Task statement: For every line in the records that has the word "tall", make a copy.

The data:
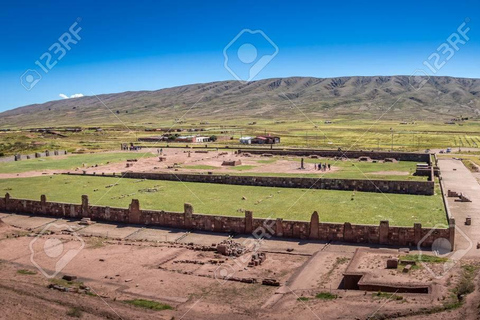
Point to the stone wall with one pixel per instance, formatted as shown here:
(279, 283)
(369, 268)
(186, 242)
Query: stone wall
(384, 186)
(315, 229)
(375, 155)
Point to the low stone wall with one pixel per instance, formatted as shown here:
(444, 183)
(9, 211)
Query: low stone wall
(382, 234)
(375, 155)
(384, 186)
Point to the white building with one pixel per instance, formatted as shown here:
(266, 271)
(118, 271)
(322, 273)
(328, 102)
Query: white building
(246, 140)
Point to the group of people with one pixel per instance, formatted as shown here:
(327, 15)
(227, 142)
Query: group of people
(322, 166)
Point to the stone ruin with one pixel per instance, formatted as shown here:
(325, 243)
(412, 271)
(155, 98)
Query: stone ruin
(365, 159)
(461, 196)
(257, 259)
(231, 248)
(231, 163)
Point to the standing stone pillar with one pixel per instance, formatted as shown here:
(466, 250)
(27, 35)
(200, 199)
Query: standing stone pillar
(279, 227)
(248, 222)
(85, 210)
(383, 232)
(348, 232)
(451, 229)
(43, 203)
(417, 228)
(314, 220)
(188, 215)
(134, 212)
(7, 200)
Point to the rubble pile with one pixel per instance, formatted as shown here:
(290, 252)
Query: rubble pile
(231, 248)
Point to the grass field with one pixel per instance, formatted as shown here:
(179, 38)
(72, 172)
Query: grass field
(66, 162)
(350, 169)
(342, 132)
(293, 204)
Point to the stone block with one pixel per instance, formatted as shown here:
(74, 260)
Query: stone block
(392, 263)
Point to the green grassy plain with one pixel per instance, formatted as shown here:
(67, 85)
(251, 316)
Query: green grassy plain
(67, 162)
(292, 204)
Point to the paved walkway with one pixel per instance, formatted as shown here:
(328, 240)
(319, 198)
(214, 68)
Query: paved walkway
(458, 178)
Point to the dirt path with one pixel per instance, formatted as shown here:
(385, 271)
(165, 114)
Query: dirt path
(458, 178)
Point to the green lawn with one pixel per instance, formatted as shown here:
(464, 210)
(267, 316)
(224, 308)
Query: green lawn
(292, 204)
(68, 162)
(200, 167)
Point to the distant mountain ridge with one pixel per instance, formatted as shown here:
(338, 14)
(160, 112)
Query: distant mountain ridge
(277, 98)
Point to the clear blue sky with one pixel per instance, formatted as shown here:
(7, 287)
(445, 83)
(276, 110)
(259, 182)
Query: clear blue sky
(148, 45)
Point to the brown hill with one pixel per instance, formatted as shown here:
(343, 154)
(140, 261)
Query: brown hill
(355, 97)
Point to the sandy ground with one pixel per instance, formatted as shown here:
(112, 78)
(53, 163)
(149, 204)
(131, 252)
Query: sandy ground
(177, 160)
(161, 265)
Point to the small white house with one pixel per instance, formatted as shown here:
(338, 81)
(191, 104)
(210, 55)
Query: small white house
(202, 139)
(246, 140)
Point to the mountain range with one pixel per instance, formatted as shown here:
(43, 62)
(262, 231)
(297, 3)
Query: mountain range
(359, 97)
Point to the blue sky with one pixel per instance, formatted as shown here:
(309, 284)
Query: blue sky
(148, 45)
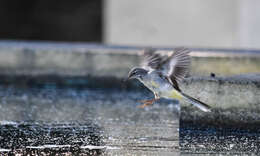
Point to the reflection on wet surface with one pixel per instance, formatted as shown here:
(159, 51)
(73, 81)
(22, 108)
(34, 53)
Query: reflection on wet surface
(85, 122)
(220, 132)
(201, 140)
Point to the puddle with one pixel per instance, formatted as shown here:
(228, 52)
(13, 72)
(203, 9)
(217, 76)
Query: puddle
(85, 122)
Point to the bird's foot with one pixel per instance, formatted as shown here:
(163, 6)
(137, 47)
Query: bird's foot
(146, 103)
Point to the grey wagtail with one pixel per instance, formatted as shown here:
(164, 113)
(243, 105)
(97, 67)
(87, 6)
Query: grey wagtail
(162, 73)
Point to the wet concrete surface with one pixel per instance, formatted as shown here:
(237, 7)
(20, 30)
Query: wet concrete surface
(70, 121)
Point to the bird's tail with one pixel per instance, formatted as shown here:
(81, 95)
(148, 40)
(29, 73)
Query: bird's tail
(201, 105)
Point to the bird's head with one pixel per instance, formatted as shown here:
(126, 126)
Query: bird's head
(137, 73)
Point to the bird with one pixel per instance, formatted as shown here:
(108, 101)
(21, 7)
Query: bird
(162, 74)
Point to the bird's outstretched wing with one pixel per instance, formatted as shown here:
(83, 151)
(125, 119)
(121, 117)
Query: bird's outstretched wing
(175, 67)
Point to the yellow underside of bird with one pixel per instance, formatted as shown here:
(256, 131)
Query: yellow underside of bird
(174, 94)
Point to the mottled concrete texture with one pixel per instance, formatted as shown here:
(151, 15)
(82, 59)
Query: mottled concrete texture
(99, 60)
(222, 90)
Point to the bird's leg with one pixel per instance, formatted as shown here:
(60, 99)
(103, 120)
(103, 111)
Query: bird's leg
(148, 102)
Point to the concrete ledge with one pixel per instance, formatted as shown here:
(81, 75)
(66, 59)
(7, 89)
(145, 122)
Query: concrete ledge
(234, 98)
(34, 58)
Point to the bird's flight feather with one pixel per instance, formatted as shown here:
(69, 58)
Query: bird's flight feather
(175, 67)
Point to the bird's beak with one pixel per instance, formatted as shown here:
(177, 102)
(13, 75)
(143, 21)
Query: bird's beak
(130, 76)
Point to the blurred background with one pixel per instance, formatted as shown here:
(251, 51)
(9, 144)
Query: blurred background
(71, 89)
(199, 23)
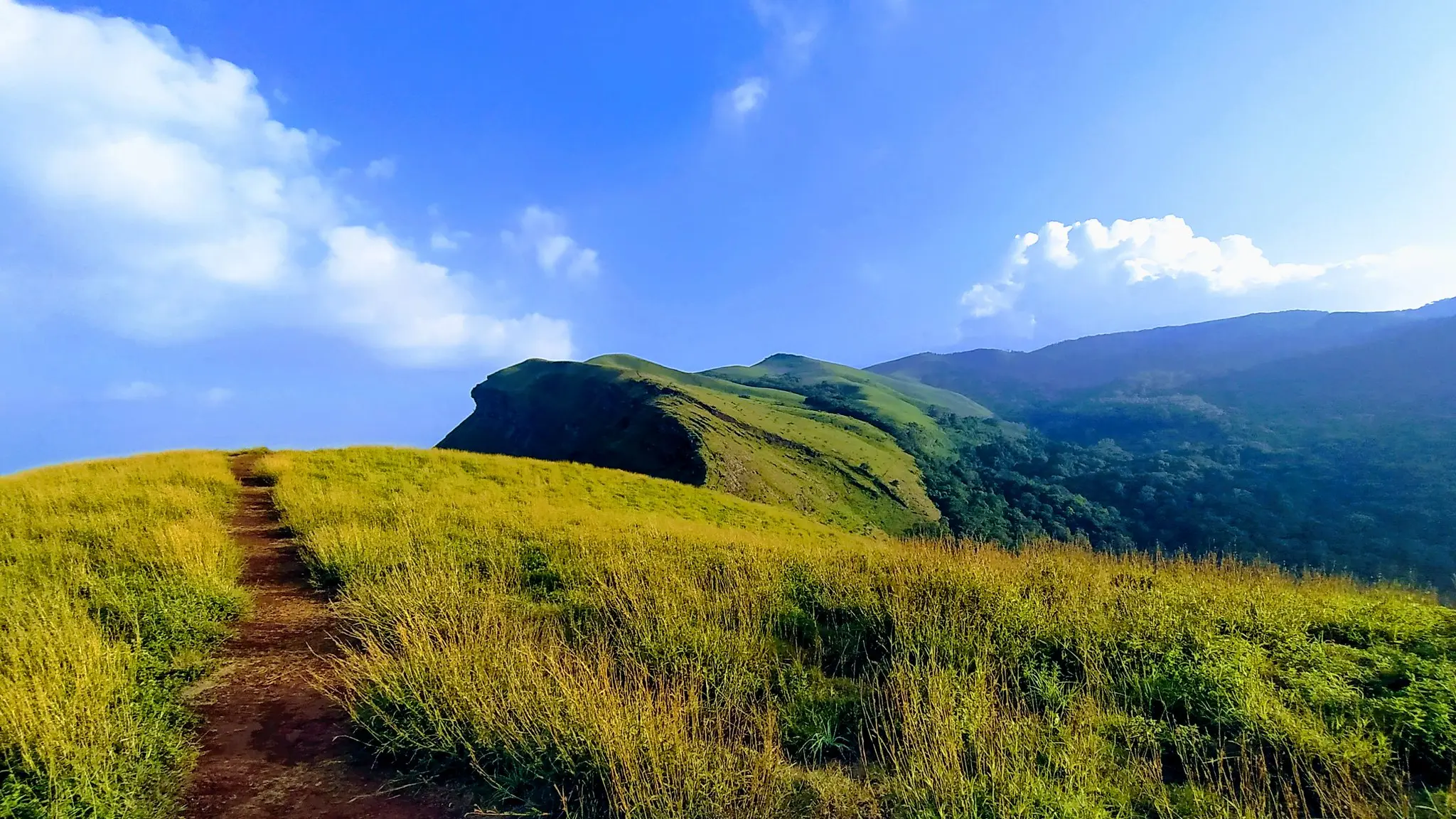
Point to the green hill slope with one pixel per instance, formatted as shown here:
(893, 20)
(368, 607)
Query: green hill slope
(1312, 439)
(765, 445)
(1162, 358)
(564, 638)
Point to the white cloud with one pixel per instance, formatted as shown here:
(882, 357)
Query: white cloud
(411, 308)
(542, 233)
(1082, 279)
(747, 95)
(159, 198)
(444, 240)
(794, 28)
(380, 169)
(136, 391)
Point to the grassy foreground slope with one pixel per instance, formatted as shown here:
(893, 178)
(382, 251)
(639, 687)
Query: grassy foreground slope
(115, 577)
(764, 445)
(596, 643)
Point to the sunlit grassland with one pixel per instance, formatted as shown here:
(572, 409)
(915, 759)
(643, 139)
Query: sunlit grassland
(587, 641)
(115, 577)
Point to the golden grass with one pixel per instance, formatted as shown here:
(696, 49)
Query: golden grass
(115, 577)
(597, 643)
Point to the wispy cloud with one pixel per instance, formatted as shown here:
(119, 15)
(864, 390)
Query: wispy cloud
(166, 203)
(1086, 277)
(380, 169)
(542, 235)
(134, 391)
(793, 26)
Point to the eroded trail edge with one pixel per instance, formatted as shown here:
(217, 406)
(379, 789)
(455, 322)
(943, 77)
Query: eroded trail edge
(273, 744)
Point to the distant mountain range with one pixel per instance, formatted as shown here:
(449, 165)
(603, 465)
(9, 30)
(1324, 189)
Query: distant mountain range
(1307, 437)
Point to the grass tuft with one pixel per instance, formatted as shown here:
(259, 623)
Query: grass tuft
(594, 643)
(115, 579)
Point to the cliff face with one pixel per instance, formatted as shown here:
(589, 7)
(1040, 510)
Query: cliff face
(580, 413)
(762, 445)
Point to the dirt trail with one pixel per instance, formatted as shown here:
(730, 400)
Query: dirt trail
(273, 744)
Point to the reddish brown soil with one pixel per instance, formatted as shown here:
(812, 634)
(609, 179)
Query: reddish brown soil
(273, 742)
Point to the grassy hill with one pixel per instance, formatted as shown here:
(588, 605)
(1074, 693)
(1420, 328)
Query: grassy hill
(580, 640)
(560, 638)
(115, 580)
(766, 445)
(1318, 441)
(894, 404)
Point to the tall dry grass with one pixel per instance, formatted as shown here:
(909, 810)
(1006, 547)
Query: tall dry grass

Answer section:
Point to the tall dry grass with one pixel per instance, formatted as shown here:
Query: tall dry grass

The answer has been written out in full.